### [Exercise goal]
Copy each line from the records below in which the word "guardrail" is found.
-- -- --
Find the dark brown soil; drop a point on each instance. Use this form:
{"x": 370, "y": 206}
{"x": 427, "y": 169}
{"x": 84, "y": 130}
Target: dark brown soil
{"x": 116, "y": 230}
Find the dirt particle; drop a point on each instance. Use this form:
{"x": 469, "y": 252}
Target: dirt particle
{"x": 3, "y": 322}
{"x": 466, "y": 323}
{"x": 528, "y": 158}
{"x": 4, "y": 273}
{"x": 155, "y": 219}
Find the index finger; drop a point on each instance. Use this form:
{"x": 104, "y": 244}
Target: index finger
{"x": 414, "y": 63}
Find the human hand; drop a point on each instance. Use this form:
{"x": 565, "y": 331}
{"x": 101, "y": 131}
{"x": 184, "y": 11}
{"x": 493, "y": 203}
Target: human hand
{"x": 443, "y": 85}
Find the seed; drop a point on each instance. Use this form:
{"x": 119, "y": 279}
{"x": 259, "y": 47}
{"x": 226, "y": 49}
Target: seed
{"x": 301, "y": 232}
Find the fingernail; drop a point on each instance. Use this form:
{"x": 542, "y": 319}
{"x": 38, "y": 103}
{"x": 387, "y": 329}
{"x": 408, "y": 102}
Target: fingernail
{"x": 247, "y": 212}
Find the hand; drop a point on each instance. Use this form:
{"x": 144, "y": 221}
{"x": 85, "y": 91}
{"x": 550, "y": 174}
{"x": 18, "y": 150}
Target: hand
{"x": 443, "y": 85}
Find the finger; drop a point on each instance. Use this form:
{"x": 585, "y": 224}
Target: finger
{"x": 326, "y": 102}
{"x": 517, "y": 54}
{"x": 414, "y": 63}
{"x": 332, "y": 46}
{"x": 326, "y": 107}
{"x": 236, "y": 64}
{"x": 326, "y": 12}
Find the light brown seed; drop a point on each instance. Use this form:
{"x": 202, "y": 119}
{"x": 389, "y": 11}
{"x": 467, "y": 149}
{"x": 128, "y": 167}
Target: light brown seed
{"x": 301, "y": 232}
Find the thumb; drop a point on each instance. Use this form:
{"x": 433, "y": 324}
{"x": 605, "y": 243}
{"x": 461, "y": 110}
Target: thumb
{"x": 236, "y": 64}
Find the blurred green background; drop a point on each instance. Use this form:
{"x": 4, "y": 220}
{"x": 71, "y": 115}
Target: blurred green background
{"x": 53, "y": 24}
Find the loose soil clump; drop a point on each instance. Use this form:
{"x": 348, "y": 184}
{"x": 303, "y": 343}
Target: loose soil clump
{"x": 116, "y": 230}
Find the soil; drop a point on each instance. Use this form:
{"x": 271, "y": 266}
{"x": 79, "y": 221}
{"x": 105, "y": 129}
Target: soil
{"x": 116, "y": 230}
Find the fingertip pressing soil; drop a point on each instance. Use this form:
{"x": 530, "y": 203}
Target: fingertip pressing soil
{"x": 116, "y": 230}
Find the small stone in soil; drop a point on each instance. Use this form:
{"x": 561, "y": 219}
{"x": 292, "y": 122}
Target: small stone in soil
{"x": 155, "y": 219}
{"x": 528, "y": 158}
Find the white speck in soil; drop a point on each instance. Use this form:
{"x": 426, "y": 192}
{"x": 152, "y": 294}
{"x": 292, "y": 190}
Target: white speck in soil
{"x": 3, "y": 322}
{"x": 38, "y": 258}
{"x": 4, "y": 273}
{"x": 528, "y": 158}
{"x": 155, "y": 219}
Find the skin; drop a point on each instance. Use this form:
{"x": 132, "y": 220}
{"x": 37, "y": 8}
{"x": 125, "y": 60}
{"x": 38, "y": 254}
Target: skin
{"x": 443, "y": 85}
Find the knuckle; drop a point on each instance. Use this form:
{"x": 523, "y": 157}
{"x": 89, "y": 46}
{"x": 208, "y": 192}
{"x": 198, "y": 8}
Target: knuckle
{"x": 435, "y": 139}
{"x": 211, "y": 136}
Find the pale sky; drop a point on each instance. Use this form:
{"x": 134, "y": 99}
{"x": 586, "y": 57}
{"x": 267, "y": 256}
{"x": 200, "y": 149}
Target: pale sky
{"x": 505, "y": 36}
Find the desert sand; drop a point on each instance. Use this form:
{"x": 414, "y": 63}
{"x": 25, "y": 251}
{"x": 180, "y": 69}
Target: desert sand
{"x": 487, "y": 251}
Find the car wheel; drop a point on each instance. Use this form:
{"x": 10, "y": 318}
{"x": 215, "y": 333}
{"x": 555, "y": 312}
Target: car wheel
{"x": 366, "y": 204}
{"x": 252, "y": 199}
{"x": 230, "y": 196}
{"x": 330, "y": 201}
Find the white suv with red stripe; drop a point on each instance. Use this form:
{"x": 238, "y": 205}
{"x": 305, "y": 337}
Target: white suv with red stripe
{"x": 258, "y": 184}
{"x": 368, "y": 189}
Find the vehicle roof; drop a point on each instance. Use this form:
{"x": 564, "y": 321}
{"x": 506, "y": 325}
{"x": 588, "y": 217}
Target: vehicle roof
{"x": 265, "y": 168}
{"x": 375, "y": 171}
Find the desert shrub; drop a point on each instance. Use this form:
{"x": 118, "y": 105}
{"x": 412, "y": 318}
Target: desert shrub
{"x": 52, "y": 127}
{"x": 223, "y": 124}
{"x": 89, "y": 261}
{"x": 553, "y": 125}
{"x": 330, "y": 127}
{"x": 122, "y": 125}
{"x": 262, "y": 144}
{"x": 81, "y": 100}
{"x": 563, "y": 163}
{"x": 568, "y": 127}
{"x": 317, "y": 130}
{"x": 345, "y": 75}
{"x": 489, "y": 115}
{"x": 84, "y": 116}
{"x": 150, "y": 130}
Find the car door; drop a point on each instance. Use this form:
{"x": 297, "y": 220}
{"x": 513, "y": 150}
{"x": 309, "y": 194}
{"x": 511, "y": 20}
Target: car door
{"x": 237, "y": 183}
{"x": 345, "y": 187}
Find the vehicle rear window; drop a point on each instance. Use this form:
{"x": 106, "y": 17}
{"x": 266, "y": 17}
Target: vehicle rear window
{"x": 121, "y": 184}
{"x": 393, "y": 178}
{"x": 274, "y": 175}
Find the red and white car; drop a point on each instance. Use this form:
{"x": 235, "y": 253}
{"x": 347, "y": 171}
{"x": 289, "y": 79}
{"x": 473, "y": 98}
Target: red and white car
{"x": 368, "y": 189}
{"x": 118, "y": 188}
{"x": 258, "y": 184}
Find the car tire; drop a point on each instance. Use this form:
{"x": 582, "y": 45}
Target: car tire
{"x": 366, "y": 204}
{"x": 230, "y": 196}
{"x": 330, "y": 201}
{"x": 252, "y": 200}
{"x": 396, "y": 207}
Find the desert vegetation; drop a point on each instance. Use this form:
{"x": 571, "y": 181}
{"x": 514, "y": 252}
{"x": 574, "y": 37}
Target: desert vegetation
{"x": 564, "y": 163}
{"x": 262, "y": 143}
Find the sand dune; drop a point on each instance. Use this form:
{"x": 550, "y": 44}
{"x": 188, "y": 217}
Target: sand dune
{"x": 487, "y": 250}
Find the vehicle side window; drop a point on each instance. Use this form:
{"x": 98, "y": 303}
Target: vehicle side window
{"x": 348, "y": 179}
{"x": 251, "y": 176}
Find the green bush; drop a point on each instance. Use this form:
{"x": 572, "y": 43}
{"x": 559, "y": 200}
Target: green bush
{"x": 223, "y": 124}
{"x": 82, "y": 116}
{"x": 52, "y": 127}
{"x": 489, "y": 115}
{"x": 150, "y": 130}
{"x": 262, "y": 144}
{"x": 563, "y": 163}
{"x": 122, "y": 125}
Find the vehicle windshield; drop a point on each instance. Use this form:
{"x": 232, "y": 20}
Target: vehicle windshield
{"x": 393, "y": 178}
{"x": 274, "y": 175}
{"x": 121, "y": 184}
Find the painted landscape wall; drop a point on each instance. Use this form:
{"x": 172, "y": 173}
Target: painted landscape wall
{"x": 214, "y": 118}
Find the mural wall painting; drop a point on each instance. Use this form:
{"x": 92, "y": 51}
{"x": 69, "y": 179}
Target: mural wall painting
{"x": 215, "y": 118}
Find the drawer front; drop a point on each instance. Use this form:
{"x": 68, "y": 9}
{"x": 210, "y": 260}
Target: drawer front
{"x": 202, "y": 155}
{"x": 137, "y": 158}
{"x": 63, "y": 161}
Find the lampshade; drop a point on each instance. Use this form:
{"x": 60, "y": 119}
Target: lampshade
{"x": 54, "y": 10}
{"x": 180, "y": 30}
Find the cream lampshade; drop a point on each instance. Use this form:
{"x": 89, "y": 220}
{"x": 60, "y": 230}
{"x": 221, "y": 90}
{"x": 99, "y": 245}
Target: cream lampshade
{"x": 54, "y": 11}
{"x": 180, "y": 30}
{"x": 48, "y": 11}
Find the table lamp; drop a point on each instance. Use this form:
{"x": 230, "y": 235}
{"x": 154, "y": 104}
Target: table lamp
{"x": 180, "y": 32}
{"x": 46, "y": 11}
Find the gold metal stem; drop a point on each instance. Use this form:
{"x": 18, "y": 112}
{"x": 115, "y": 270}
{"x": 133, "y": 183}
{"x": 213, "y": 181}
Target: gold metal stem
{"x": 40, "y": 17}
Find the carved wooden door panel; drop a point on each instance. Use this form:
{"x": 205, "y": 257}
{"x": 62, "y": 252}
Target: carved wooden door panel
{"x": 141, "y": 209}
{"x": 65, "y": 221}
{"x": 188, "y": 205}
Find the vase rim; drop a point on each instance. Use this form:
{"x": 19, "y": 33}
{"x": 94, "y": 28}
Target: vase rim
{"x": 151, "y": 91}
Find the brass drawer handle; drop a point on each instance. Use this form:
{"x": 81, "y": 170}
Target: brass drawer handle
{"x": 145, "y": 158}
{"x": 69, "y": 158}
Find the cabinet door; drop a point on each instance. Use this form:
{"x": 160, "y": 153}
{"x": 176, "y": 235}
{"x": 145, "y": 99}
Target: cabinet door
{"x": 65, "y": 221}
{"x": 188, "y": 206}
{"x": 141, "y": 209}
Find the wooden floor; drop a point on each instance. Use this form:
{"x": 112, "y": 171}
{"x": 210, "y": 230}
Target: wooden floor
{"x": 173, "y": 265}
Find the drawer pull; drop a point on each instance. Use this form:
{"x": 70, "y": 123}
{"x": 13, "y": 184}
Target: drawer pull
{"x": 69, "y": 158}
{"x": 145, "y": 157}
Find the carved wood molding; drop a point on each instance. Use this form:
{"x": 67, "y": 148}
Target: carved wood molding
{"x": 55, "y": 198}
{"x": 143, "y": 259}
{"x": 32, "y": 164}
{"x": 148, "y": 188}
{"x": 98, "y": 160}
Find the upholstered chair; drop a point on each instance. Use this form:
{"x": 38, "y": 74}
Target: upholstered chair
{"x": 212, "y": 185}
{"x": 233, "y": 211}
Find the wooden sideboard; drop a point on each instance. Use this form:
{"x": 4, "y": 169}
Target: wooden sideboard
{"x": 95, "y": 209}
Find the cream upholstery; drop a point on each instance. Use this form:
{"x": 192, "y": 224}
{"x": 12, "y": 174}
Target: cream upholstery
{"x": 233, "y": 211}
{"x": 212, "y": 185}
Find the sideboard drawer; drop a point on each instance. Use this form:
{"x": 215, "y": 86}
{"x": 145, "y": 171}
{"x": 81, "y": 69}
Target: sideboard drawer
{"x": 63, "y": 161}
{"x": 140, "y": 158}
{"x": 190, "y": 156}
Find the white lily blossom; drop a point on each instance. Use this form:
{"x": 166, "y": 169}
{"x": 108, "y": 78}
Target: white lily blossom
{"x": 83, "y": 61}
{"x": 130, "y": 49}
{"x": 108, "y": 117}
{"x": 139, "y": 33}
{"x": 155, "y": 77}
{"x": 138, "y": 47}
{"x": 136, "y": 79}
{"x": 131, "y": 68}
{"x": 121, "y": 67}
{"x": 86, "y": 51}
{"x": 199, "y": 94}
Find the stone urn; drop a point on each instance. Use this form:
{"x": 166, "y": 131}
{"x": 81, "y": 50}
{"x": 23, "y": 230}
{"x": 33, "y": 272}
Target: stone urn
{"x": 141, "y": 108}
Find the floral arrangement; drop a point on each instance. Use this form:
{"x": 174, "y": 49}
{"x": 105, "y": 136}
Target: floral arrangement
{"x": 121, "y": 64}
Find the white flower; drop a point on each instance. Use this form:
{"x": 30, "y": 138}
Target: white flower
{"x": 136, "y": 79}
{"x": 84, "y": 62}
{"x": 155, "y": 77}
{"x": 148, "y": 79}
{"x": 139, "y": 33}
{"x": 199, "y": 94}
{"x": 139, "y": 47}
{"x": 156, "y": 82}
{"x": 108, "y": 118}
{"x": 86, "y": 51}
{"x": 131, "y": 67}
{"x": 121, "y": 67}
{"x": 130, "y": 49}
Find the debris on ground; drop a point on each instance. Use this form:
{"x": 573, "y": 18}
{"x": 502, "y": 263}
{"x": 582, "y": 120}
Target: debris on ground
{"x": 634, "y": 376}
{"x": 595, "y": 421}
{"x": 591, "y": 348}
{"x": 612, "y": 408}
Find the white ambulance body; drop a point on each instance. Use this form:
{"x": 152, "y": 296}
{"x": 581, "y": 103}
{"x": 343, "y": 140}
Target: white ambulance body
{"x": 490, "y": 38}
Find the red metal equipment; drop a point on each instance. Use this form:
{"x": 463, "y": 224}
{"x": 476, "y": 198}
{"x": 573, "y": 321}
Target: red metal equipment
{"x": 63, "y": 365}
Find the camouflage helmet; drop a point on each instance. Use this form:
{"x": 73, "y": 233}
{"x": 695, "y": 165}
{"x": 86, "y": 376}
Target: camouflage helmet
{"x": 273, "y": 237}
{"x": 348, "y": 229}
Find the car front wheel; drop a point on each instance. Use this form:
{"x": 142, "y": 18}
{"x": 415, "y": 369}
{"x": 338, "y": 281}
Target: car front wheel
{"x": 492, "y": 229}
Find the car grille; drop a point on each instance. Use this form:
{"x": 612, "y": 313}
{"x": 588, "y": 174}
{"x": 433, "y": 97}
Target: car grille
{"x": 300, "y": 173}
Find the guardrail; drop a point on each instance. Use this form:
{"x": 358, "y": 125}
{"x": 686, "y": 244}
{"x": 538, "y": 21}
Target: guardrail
-- -- --
### [Task response]
Find the guardrail; drop a point on each instance. Use this form:
Target: guardrail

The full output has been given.